→ **PROBLEM**:
What to return is the tail of the data, from the line that contains "of the television" down to the last line, copied exactly.

### DATA EXTRACTS ###

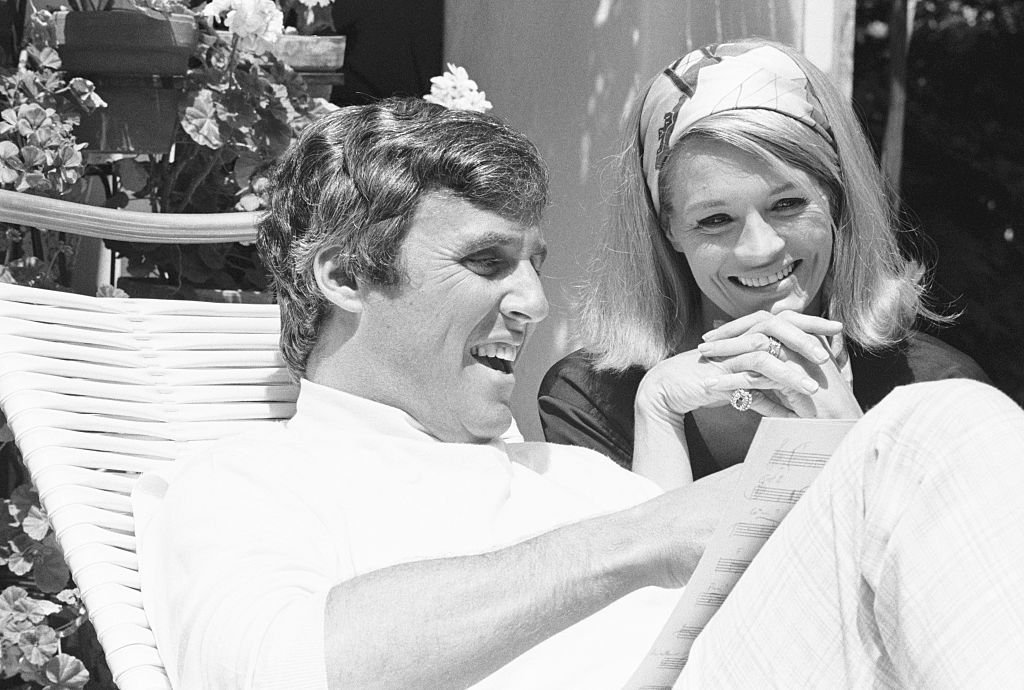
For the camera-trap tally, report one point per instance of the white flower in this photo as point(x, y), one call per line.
point(258, 24)
point(456, 90)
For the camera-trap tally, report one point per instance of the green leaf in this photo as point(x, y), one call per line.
point(132, 174)
point(66, 673)
point(51, 572)
point(201, 122)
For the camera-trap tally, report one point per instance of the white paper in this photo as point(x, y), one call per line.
point(784, 458)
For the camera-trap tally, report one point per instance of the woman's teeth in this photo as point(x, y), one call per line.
point(767, 279)
point(496, 355)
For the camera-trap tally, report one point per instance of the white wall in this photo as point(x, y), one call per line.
point(564, 72)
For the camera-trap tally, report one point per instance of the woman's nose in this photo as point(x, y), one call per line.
point(759, 243)
point(525, 301)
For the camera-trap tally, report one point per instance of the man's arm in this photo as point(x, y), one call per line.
point(450, 622)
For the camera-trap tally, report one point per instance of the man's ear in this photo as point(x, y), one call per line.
point(334, 282)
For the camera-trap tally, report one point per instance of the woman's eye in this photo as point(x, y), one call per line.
point(715, 222)
point(790, 204)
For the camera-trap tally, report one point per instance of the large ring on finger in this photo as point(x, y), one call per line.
point(741, 399)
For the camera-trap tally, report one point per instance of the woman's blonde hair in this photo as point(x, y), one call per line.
point(640, 301)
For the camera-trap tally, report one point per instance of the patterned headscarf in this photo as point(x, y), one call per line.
point(718, 78)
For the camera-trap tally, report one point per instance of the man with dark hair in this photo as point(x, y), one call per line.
point(386, 536)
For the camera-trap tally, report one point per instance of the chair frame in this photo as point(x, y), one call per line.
point(98, 390)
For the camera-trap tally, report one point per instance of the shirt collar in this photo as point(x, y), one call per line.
point(321, 407)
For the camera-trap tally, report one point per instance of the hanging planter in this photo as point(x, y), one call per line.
point(137, 58)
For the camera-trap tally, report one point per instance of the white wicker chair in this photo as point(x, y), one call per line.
point(98, 390)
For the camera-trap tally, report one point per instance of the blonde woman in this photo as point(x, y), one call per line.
point(751, 267)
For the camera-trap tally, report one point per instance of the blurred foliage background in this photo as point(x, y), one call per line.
point(963, 171)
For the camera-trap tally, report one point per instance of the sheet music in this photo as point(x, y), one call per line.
point(783, 459)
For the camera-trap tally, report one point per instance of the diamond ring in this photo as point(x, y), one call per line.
point(741, 399)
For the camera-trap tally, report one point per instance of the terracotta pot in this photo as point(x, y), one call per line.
point(311, 53)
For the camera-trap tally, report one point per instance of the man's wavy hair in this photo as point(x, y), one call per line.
point(640, 303)
point(353, 180)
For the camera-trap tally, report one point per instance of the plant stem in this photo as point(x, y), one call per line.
point(173, 178)
point(199, 179)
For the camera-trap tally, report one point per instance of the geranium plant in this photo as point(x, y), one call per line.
point(456, 90)
point(41, 610)
point(39, 155)
point(243, 108)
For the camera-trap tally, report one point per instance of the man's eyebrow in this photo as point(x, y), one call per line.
point(500, 239)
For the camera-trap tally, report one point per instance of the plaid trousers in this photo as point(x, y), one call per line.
point(901, 567)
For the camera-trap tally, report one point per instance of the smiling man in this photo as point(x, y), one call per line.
point(386, 536)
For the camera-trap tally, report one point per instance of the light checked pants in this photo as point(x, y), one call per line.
point(901, 567)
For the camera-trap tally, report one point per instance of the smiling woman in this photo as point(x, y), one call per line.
point(750, 267)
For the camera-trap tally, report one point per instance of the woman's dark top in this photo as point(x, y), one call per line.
point(582, 406)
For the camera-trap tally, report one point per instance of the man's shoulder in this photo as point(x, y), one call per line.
point(585, 471)
point(932, 358)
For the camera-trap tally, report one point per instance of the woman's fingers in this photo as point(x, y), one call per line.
point(766, 406)
point(761, 371)
point(804, 322)
point(787, 335)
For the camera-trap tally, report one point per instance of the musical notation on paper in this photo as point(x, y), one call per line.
point(783, 459)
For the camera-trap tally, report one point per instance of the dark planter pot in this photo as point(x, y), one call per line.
point(137, 60)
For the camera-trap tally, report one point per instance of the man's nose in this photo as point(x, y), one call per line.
point(525, 301)
point(759, 243)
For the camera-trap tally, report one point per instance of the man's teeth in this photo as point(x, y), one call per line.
point(767, 279)
point(498, 350)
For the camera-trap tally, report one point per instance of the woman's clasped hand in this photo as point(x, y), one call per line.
point(750, 267)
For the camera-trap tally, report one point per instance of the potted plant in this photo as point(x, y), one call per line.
point(40, 155)
point(242, 108)
point(137, 56)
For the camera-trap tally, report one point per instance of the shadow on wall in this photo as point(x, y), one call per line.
point(565, 73)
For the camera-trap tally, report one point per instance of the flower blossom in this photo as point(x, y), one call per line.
point(258, 24)
point(456, 90)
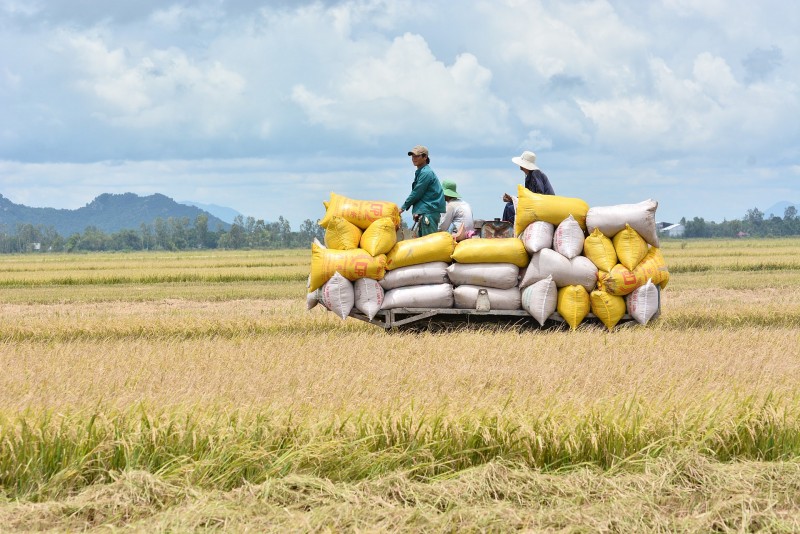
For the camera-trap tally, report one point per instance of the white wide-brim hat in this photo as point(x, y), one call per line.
point(527, 160)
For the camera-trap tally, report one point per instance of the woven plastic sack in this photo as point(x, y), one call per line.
point(379, 237)
point(611, 219)
point(342, 235)
point(540, 299)
point(352, 264)
point(502, 250)
point(653, 267)
point(424, 296)
point(362, 213)
point(600, 250)
point(630, 247)
point(497, 275)
point(538, 235)
point(643, 302)
point(368, 296)
point(313, 298)
point(466, 297)
point(438, 246)
point(549, 208)
point(618, 281)
point(573, 304)
point(434, 272)
point(564, 271)
point(568, 238)
point(610, 309)
point(338, 296)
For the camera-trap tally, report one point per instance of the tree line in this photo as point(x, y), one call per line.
point(172, 233)
point(175, 233)
point(754, 224)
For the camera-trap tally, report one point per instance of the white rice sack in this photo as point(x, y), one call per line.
point(422, 296)
point(368, 296)
point(313, 298)
point(338, 295)
point(546, 262)
point(537, 235)
point(466, 297)
point(642, 302)
point(540, 299)
point(498, 275)
point(434, 272)
point(568, 238)
point(611, 219)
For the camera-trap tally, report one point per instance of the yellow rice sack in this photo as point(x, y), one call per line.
point(573, 304)
point(630, 246)
point(600, 249)
point(380, 237)
point(550, 208)
point(500, 250)
point(432, 247)
point(653, 267)
point(618, 281)
point(362, 213)
point(608, 308)
point(342, 235)
point(352, 264)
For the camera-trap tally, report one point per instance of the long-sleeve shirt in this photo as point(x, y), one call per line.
point(458, 213)
point(426, 193)
point(536, 181)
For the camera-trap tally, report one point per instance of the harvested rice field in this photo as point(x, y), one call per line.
point(175, 392)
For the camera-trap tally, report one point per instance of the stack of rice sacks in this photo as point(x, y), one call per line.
point(345, 271)
point(567, 258)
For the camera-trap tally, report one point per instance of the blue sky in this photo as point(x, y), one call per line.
point(268, 107)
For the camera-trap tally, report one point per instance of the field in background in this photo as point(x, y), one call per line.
point(181, 391)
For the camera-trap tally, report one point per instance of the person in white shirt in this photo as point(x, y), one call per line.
point(458, 217)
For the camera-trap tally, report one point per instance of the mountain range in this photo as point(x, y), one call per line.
point(108, 212)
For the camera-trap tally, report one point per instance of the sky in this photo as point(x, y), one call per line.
point(268, 107)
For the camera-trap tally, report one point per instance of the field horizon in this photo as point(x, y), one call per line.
point(195, 391)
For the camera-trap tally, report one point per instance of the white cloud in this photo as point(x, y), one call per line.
point(154, 88)
point(406, 86)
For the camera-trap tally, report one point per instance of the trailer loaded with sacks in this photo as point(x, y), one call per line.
point(564, 263)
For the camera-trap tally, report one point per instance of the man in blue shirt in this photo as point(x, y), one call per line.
point(427, 196)
point(535, 181)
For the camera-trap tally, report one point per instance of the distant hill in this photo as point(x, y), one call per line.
point(109, 213)
point(226, 214)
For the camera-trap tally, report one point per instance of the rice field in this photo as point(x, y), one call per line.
point(194, 391)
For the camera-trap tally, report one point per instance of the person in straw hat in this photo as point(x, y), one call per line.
point(458, 217)
point(535, 181)
point(426, 195)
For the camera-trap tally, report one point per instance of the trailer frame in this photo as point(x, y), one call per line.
point(481, 315)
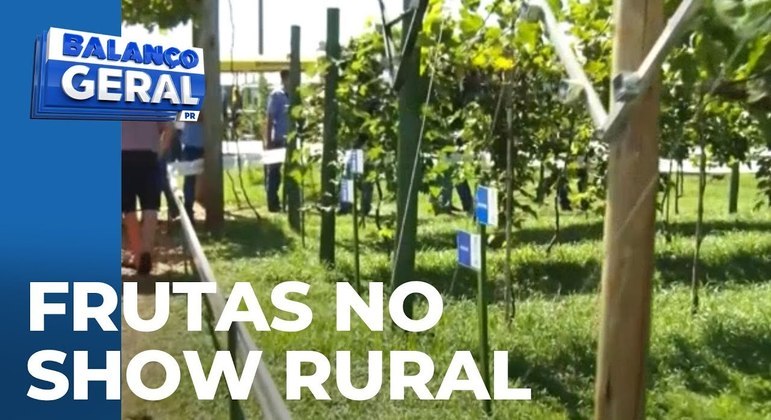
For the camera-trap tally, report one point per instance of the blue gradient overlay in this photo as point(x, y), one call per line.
point(59, 218)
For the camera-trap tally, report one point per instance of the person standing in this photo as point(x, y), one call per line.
point(141, 145)
point(192, 150)
point(275, 138)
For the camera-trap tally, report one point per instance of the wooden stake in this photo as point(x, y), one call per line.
point(629, 226)
point(214, 198)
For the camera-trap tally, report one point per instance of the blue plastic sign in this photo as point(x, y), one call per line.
point(87, 76)
point(487, 206)
point(346, 191)
point(469, 247)
point(354, 161)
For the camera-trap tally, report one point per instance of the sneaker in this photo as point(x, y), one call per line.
point(145, 264)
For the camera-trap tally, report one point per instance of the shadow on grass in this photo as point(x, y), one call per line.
point(741, 347)
point(568, 370)
point(244, 237)
point(146, 284)
point(741, 267)
point(689, 360)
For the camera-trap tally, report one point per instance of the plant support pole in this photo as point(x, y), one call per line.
point(484, 345)
point(214, 198)
point(509, 291)
point(733, 194)
point(291, 184)
point(329, 153)
point(411, 96)
point(629, 225)
point(355, 213)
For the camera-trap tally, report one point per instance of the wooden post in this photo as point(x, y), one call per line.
point(484, 340)
point(329, 153)
point(291, 185)
point(214, 198)
point(629, 226)
point(411, 97)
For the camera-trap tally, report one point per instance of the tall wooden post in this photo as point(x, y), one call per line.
point(329, 154)
point(733, 192)
point(261, 25)
point(214, 198)
point(411, 97)
point(291, 185)
point(629, 226)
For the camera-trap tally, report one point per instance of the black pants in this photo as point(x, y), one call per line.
point(140, 179)
point(272, 185)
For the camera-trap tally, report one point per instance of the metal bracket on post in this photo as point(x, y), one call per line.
point(535, 10)
point(415, 13)
point(629, 86)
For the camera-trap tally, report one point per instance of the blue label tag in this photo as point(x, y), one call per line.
point(346, 191)
point(486, 210)
point(468, 250)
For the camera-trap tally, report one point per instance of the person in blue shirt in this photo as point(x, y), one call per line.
point(275, 138)
point(192, 149)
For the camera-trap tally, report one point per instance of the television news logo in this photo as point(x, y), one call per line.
point(88, 76)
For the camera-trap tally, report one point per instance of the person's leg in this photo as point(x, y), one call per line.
point(274, 183)
point(190, 154)
point(150, 200)
point(167, 193)
point(129, 190)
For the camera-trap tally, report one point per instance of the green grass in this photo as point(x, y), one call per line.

###

→ **PROBLEM SOLUTION**:
For the camera-trap tally, report one point per instance of the television news logo in this photo as point(x, y), one call per line.
point(88, 76)
For the camera-trap tally, report one point per instance of the person's leg in this photo as point(x, y), one call per line.
point(274, 183)
point(190, 154)
point(150, 200)
point(167, 193)
point(129, 190)
For the camera-trap tally, report one point per instance of the green grass in this photo as point(x, y), one call per line.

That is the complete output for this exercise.